Exercise prompt » Exactly retype the opening line of the entries and every line after it, ending with the line that contains "Query: rear window". Skip all pictures.

(Collected data entries)
◇ ◇ ◇ ◇ ◇ ◇ ◇
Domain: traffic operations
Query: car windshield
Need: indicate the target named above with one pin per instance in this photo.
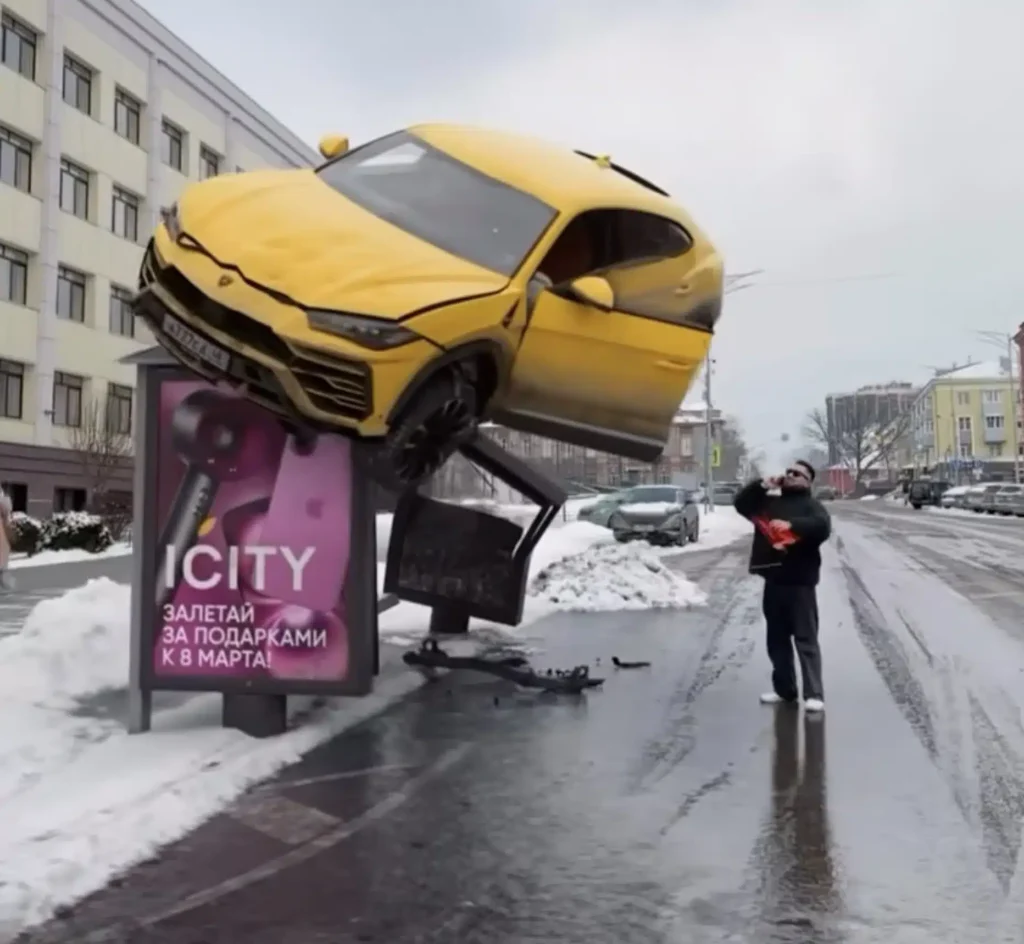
(652, 494)
(441, 201)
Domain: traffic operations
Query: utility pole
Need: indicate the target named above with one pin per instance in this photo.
(709, 472)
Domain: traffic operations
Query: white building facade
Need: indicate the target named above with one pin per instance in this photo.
(104, 116)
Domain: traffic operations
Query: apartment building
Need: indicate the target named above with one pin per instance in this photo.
(873, 405)
(964, 419)
(104, 115)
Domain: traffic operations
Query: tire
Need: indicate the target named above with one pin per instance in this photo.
(441, 416)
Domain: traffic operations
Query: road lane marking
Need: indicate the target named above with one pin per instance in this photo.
(342, 775)
(281, 818)
(295, 856)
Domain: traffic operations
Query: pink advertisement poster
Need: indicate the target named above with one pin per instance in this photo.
(255, 537)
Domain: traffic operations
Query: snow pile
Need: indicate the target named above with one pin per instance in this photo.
(71, 646)
(720, 527)
(83, 801)
(72, 555)
(610, 577)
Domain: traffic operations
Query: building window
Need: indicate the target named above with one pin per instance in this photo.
(68, 399)
(74, 189)
(11, 388)
(209, 163)
(15, 160)
(172, 143)
(18, 495)
(119, 410)
(71, 295)
(122, 315)
(78, 85)
(69, 500)
(17, 47)
(13, 275)
(125, 216)
(127, 116)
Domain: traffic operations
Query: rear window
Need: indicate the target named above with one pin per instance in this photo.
(653, 494)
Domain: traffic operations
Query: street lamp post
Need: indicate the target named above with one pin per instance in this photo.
(733, 283)
(999, 339)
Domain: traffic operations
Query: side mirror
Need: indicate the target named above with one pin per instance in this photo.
(593, 290)
(333, 145)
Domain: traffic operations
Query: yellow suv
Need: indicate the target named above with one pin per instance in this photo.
(414, 286)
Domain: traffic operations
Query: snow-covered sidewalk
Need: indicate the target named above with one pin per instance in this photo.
(83, 801)
(48, 558)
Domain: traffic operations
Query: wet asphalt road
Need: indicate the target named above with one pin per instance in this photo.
(669, 807)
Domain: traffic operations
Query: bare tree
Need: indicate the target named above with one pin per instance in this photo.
(862, 443)
(101, 446)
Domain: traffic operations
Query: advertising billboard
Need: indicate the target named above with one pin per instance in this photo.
(262, 573)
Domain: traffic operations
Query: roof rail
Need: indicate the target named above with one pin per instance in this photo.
(636, 178)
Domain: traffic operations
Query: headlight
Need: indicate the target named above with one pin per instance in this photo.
(373, 333)
(171, 218)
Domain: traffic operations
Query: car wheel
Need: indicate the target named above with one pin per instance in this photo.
(427, 432)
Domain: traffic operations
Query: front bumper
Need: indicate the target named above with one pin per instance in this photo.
(287, 379)
(662, 532)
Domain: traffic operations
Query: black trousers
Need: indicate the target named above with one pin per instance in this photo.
(792, 617)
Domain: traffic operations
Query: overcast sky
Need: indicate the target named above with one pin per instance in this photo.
(866, 155)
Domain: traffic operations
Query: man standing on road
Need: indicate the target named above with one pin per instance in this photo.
(790, 526)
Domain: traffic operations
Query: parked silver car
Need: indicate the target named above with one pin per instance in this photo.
(954, 498)
(1009, 500)
(979, 498)
(660, 514)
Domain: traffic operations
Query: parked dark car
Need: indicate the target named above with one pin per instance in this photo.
(926, 491)
(659, 514)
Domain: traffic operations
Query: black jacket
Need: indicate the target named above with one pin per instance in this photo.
(799, 563)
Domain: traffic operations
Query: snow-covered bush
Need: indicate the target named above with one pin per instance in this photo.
(28, 533)
(76, 530)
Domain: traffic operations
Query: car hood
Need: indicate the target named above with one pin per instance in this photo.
(290, 232)
(649, 509)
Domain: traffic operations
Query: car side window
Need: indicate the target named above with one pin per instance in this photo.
(602, 241)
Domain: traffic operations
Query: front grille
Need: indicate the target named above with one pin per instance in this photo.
(334, 385)
(236, 325)
(338, 387)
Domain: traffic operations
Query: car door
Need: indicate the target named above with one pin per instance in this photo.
(620, 373)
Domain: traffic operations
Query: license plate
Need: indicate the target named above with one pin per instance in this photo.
(197, 344)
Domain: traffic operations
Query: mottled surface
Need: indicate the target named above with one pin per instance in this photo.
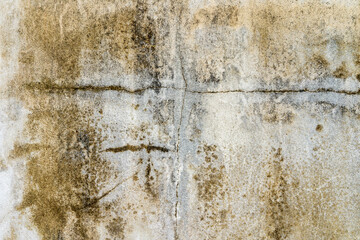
(165, 119)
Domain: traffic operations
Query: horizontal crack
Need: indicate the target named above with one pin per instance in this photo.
(134, 148)
(91, 88)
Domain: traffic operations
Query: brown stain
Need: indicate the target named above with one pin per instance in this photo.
(56, 49)
(277, 34)
(341, 72)
(211, 190)
(274, 113)
(59, 38)
(116, 228)
(319, 128)
(128, 35)
(151, 178)
(65, 173)
(277, 210)
(219, 15)
(140, 147)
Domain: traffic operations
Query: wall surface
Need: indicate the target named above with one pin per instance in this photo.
(169, 119)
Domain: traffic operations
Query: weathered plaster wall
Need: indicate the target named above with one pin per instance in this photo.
(165, 119)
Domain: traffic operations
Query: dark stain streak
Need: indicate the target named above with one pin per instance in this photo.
(96, 89)
(94, 201)
(275, 199)
(134, 148)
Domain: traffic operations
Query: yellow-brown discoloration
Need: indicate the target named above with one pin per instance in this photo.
(59, 35)
(211, 188)
(277, 211)
(285, 39)
(65, 173)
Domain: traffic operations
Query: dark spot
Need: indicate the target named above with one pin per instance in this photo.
(341, 72)
(277, 209)
(133, 148)
(319, 128)
(116, 228)
(358, 76)
(150, 181)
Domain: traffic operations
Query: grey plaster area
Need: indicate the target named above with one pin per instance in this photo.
(165, 119)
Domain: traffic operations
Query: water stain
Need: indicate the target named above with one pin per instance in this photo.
(275, 113)
(65, 173)
(211, 189)
(151, 180)
(319, 128)
(133, 148)
(287, 41)
(57, 48)
(219, 15)
(341, 72)
(116, 228)
(277, 210)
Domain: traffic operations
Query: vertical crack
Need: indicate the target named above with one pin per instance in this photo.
(178, 175)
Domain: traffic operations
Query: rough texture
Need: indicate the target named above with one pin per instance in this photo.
(165, 119)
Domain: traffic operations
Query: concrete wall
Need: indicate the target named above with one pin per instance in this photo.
(166, 119)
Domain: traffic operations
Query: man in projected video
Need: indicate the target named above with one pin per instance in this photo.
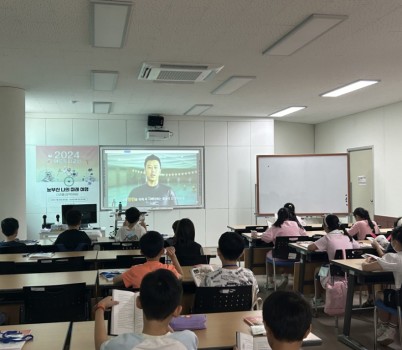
◇ ◇ ◇ ◇ ◇ ◇ ◇
Your response »
Domain: traffic operations
Query: car windshield
Need: indicate the target named above with one pin per instance in this photo.
(652, 494)
(441, 201)
Domain: traffic operations
Query: utility pole
Need: indicate the target named above with one pin per instance in this photo.
(709, 472)
Domain: traffic operations
Query: white building facade
Need: indicate the target named above with one pin per instance in this photo.
(104, 116)
Domain: traffic operations
Query: apartment building
Need: indicate the target named above with one pin per instance in this photo.
(873, 405)
(964, 419)
(104, 115)
Domain: traffic operations
Query: tire
Need: indicate the target named above with one pin per instance in this photo.
(441, 416)
Domain: traffic operations
Query: road lane marking
Need: indicate the target named above with one pin per instance in this photo.
(342, 775)
(281, 818)
(295, 856)
Domain: traffic operations
Query: pink advertisement poster
Need: indicate the target named above with one pin per instance in this photo.
(255, 537)
Domain: traffic operations
Query: snow pile
Need: indicate the target named above with one pin per instance in this photo.
(71, 646)
(720, 527)
(83, 801)
(72, 555)
(610, 577)
Domain: traffic operations
Query: building window
Need: indicate the target named above with one pin per instance in this photo.
(68, 399)
(74, 189)
(11, 388)
(209, 163)
(15, 160)
(172, 143)
(18, 495)
(119, 410)
(71, 295)
(122, 315)
(78, 85)
(69, 500)
(17, 47)
(13, 275)
(125, 216)
(127, 116)
Domain: traffic operations
Query: rear window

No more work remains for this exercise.